[[ THE DATA open ]]

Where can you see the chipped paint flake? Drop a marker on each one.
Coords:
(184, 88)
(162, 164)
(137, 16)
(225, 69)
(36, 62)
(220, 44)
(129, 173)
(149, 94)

[[ THE DATA closed ]]

Set down the whole of the data, exactly as it stands.

--- ANSWER TO THE EXERCISE ---
Where can you see the chipped paint flake? Drop a marker on each one.
Coords:
(184, 88)
(162, 164)
(137, 16)
(225, 69)
(36, 62)
(220, 44)
(129, 173)
(149, 94)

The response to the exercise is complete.